● **PROBLEM TO SOLVE**:
Quote every line below exactly as it reads.

● **Dataset entries**:
____________

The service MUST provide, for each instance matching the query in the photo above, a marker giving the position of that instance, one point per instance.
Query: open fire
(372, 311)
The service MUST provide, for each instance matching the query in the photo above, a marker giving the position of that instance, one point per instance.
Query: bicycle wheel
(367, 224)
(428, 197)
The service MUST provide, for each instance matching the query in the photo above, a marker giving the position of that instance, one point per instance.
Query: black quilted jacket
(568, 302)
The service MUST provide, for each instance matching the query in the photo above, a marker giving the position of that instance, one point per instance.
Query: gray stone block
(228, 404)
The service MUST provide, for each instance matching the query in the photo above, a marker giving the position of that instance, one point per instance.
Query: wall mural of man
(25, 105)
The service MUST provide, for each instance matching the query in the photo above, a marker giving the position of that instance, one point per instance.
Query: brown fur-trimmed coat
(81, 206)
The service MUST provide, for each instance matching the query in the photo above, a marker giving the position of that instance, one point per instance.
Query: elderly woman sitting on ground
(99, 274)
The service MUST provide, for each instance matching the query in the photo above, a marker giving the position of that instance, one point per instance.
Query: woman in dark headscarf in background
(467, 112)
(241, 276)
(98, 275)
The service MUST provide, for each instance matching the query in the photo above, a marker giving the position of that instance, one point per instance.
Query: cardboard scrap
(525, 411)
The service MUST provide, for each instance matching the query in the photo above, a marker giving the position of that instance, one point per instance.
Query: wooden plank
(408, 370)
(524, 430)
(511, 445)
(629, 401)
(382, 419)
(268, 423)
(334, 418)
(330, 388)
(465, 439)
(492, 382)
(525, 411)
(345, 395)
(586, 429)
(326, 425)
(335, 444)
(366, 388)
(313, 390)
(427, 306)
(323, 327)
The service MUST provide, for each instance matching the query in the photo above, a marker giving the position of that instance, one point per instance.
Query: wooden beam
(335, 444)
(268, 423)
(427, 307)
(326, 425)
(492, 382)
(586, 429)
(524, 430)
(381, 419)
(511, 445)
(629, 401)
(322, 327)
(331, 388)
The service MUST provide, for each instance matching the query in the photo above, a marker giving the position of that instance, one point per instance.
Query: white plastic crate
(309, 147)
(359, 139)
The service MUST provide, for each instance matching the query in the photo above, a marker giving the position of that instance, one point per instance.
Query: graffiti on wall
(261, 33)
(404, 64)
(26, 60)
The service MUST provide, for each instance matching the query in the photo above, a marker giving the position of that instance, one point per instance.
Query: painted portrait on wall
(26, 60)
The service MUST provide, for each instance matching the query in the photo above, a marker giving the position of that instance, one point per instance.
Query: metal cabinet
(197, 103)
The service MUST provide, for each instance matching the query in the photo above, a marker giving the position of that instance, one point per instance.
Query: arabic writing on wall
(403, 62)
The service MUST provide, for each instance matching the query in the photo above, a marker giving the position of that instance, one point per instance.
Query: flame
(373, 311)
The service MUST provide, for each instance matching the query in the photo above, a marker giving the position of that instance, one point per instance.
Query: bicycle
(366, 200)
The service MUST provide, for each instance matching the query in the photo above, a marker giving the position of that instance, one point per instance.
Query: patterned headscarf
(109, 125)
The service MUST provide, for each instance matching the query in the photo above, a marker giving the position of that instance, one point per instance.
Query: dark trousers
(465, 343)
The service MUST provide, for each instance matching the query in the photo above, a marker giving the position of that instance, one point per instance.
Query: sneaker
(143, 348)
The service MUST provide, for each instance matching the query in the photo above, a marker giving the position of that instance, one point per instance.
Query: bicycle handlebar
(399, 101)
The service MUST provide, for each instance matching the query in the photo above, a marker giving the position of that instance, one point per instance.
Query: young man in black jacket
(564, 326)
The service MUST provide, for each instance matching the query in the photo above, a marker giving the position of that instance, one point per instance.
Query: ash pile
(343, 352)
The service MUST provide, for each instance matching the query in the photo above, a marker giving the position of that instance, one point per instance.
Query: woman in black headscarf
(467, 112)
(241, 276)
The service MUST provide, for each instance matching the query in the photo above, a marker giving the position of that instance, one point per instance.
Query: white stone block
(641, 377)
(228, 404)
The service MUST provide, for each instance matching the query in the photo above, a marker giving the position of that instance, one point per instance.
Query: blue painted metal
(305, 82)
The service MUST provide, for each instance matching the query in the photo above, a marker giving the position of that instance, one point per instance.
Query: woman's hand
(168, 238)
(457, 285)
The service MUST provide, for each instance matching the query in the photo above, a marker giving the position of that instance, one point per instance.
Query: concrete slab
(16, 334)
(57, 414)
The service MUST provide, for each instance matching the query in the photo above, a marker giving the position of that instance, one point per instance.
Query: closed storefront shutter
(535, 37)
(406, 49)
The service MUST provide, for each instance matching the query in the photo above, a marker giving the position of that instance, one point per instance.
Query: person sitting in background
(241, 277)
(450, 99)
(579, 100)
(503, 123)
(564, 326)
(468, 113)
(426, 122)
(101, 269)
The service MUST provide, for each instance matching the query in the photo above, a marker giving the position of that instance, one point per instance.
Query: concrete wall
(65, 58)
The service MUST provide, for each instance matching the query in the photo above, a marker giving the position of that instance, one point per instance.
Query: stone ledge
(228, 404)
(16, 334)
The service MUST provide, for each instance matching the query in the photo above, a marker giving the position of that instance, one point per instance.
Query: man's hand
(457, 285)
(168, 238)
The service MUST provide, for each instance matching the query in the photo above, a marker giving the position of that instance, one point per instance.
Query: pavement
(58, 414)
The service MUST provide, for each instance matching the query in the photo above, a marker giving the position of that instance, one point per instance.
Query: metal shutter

____________

● **SOLUTION TO THE EXERCISE**:
The service MUST provide, for each instance matching the query in the photo above, a marker giving the position of that instance, one point per instance.
Query: open fire
(372, 311)
The service MUST provide, for each instance matching the query in the photo above, a marker giving the position of that instance, one point per instance.
Query: bicycle wheel
(367, 224)
(428, 197)
The service MUST provide, for each instance matching the query in the photo above, a marker giving the position of that instance, one point per instance.
Query: black quilted jacket
(568, 302)
The service MUST provide, for each instance matching the query in the photo above, a marker giving the position of that instance, one point per instance.
Query: gray stone block
(228, 404)
The service MUST provide, for each instance matching the query in the photo above, a marker giving the position of that instance, one point per instance.
Query: wall mural of man
(25, 105)
The service MUST provide, for each instance matching the query in the photo above, a marker giving the position of that instance, one point per instance.
Query: brown fur-trimmed coat
(81, 206)
The service MUST provide, for each instance matching the query in the photo above, a marker giving the position of that instance, one point per instance.
Query: elderly woman sitting on ground
(99, 274)
The service MUST provide, for each instance matching the query in the photo above, a marker giving the position of that instance, one point per instance.
Query: woman in dark headscarf in background
(467, 112)
(241, 276)
(98, 275)
The service MUST provide, for each instance matching the query in the photo above, a marker giving the position of that instance, one point per instance.
Query: cardboard scrap
(525, 411)
The service MUST provide, for each instance matching the query in the photo above, a marker giving the position of that instance, one point per instance.
Query: wooden plank
(408, 370)
(524, 430)
(511, 445)
(629, 401)
(382, 419)
(268, 423)
(334, 418)
(330, 388)
(465, 439)
(492, 382)
(525, 411)
(345, 395)
(586, 429)
(326, 425)
(335, 444)
(366, 388)
(313, 390)
(427, 306)
(323, 327)
The service MUST provide, for each instance matching the query in the photo above, a marker giving the position of that instance, one point per instance.
Query: wooden beam
(335, 444)
(268, 423)
(427, 307)
(326, 425)
(492, 382)
(586, 429)
(524, 430)
(381, 419)
(511, 445)
(629, 401)
(322, 327)
(331, 388)
The service MUST provide, for each instance matching the query in the photo above, a marker giving the position of that instance, one point per instance.
Query: white plastic crate
(309, 147)
(359, 139)
The service MUST provide, for each instance matching the query in the photo above, a marker giving the position of that instance, one point per instance.
Query: graffiti on wall
(261, 33)
(404, 64)
(26, 60)
The service MUST provide, for each instance matching the query in the photo above, a marker giving the position of that instance, one point per instance.
Query: painted portrait on wall
(26, 60)
The service MUST provide, for each instance matching the query in the photo above, a marker giving the position of that instance, one point per instance.
Query: metal cabinet
(197, 103)
The service MUST provide, for each instance matching the query in the photo above, a marker giving the position of that instance, one point per instance.
Query: arabic writing on wall
(403, 62)
The service MUST provide, for each instance matching the query in the photo above, a marker giving the position of that instance, one point per instance.
Query: flame
(373, 311)
The service MUST provide, for each instance matching the query in the photo above, a marker giving the position of that instance, one point per instance.
Query: bicycle
(366, 200)
The service MUST provide, for each instance matching the query in the photo above, a marker giving the position of that instance, one point per instance.
Query: patterned headscarf
(109, 125)
The service MUST provide, for each instance matching the query in the photo above, a marker giving the position of that instance, one point per instance.
Query: dark trousers
(465, 343)
The service MUST provide, for each instance matching the query in the photo above, a marker giving the position of that instance, one point per instance.
Query: sneaker
(143, 348)
The service MUST provide, for each instance matching the query in the photo above, a marker giving the position of that instance, one point per instance.
Query: bicycle handlebar
(399, 101)
The service MUST provide, for each instance matching the query in the photo above, a marker giving the position of that instance, one point per instance.
Query: young man in black jacket
(564, 326)
The service MUST provide, for each instance matching the query in the photo above, a marker giving the position of that instance, one point per instance.
Query: ash pile
(343, 352)
The service MUST provide, for each instance matching the query in the photo above, a marker giving the position of that instance, one point per instance.
Query: woman in black headscarf
(467, 112)
(241, 276)
The service MUST provide, for each instance matching the query in the photo above, a marker giving the position of that instance, one point per instance.
Query: white stone block
(641, 377)
(228, 404)
The service MUST provide, for each instance matching the query in the photo above, a marker giving the position of that instance, one point per instance.
Query: blue painted metal
(305, 82)
The service MUST provide, for each instance matching the query in the photo above, a marker giving the position of that instance, one point per instance.
Query: woman's hand
(168, 238)
(457, 285)
The service MUST provide, for each instance matching the query in the photo above, a marker giving the position of that instance, one point per instance.
Query: concrete slab
(16, 334)
(57, 414)
The service MUST provide, for each instance matching the query in the photo above, a marker giving the position of that instance, one point per instance.
Query: closed storefront shutter
(535, 37)
(406, 49)
The service MUST provide, for each instance matching the query in the photo above, a marker giving the position of that instance, one point per instance.
Query: person sitting in background
(241, 277)
(450, 99)
(579, 100)
(503, 123)
(564, 326)
(468, 113)
(426, 122)
(101, 269)
The service MUST provide, for each instance matching the query in the photo above, a marker giving the position of that instance, one point per instance.
Query: concrete wall
(65, 58)
The service MUST provide, for each instance matching the query in the photo above, a marker giving the position of that instance, one point per instance.
Query: stone ledge
(228, 404)
(16, 334)
The service MUST provide, for each instance matching the query in the photo above, a marker giving the position of that instance, one point per instance.
Query: man's hand
(457, 285)
(168, 238)
The service MUST provide, for each instance matching the query in the photo above, a marker giving the position of that instance, one point per instance.
Query: pavement
(58, 414)
The service MUST provide, for each instance matching the query in the photo above, a marker giving the position of that instance, one point per instance.
Query: metal shutter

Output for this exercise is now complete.